What you should do: Lines below starting with the line with "box: [272, 446, 370, 464]" and going on through the line with "positive clicks: (49, 322) (40, 348)" must be output exactly; the rest of the records must be left out.

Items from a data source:
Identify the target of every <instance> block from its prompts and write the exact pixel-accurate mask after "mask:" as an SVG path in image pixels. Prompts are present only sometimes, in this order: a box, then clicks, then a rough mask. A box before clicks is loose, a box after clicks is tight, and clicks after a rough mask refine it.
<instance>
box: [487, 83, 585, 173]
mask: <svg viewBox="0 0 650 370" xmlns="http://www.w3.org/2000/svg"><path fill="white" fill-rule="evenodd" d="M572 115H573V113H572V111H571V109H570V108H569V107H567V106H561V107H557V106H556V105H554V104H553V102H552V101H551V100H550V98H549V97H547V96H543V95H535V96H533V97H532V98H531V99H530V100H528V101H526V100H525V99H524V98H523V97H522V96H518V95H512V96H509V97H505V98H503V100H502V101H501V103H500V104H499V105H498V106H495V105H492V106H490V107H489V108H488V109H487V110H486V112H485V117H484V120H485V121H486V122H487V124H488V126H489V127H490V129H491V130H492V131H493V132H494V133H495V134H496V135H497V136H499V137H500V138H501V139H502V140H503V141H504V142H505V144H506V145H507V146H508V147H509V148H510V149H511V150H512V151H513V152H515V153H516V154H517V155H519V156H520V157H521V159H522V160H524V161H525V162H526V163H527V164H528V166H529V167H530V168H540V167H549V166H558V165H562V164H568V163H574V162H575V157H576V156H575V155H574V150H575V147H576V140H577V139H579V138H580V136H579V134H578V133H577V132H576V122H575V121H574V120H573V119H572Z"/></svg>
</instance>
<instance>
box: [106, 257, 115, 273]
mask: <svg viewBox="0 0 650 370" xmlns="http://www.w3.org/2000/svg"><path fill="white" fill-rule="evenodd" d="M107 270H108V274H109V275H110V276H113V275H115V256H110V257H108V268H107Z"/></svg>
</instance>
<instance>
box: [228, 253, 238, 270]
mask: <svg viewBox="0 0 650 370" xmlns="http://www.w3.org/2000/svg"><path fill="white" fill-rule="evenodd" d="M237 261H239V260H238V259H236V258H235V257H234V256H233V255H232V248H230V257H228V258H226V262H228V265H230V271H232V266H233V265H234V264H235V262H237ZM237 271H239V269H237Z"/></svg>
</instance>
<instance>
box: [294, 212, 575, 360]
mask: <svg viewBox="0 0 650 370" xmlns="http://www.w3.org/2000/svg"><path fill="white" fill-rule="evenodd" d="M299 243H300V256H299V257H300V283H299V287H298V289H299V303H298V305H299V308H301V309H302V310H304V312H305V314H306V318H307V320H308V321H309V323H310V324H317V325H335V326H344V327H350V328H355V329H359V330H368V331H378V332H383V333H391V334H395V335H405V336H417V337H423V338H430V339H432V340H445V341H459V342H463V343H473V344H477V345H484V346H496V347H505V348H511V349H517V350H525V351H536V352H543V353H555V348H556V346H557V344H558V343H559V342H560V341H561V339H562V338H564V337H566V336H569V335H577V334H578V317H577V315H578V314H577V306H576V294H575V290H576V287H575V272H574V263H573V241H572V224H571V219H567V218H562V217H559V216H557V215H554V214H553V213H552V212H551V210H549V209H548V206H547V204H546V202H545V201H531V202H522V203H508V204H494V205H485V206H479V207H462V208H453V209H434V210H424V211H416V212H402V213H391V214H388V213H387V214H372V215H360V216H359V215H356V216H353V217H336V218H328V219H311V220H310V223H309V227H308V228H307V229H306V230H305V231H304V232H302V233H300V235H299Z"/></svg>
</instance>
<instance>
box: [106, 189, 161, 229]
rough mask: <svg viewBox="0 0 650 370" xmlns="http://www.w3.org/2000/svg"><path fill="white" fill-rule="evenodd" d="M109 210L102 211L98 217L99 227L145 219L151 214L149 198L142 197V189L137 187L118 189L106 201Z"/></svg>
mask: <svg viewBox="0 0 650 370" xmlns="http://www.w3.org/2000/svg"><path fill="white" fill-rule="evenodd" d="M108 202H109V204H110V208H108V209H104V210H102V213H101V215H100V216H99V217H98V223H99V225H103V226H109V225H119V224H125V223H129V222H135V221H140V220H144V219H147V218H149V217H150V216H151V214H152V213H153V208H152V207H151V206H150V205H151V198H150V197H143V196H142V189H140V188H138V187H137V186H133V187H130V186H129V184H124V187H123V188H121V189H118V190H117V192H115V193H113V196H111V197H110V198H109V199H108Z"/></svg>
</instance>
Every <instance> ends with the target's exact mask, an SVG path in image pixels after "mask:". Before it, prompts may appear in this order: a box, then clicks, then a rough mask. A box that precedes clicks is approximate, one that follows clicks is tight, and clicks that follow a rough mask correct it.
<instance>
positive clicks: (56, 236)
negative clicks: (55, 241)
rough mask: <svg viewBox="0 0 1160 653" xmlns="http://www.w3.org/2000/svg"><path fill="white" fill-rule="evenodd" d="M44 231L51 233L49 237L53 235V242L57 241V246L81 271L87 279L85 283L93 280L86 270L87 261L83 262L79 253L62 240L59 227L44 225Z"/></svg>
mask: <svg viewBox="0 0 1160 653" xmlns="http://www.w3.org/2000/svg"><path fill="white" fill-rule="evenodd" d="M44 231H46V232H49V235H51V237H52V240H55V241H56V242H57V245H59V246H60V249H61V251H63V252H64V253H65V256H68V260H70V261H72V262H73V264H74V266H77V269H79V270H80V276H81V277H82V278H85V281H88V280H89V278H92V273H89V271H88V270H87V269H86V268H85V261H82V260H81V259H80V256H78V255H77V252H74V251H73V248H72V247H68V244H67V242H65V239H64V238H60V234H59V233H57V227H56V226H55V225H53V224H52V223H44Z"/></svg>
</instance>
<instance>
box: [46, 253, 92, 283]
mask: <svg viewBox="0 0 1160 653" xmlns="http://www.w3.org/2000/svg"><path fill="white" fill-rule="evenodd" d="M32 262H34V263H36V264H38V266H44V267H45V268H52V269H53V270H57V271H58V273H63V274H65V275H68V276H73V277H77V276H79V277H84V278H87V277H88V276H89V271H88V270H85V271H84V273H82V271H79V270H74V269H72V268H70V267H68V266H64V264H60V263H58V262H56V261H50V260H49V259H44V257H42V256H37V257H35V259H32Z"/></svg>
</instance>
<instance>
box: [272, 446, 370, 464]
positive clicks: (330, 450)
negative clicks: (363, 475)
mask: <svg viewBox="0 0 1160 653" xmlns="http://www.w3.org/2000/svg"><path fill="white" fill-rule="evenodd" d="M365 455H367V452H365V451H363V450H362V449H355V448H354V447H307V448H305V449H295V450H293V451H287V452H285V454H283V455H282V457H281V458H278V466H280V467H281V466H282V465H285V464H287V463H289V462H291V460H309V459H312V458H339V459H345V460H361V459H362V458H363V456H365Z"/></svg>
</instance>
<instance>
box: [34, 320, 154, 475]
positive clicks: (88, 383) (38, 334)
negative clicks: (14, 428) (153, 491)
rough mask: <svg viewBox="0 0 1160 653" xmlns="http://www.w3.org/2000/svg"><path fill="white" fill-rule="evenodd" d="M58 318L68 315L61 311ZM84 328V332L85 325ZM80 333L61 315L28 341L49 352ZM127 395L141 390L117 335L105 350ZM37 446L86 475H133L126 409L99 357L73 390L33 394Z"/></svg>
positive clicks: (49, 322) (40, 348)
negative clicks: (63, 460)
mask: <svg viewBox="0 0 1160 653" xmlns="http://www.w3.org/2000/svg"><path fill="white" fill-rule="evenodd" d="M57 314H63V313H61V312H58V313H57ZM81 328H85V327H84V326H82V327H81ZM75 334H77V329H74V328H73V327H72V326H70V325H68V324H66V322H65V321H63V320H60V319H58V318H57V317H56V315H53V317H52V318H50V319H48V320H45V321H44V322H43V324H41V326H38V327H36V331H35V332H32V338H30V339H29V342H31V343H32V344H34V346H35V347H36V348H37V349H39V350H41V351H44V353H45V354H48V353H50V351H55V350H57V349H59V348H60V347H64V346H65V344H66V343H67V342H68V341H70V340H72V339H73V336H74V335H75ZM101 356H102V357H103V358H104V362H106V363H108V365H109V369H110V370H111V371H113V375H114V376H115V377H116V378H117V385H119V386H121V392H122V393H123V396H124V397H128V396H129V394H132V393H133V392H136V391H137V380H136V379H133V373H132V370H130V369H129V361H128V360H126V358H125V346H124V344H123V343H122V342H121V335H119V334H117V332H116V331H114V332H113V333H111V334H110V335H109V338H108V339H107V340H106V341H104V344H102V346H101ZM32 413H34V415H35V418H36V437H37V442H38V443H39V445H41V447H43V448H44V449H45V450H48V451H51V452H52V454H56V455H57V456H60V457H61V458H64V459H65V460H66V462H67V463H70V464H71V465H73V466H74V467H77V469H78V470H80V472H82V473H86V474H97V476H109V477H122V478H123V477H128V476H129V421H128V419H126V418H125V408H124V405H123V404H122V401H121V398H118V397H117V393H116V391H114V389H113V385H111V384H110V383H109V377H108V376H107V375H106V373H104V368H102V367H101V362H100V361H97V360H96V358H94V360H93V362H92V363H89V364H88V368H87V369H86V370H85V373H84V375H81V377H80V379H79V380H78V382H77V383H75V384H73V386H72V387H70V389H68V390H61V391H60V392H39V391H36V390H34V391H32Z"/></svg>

Answer to this exercise:
box: [272, 446, 370, 464]
positive clicks: (330, 450)
negative clicks: (363, 475)
mask: <svg viewBox="0 0 1160 653" xmlns="http://www.w3.org/2000/svg"><path fill="white" fill-rule="evenodd" d="M365 455H367V452H365V451H363V450H362V449H355V448H354V447H307V448H305V449H295V450H293V451H287V452H285V454H283V455H282V457H281V458H278V466H280V467H281V466H282V465H285V464H287V463H289V462H291V460H309V459H312V458H339V459H345V460H361V459H362V458H363V456H365Z"/></svg>
</instance>
<instance>
box: [34, 320, 154, 475]
positive clicks: (88, 383) (38, 334)
negative clicks: (14, 428) (153, 491)
rough mask: <svg viewBox="0 0 1160 653" xmlns="http://www.w3.org/2000/svg"><path fill="white" fill-rule="evenodd" d="M58 318L68 315L61 311ZM84 328V332L85 325ZM80 333L61 315L28 341L49 352ZM127 395L141 390L117 335L105 350ZM37 446L86 475H133L126 409L99 357L73 390L33 394Z"/></svg>
positive clicks: (49, 322) (40, 348)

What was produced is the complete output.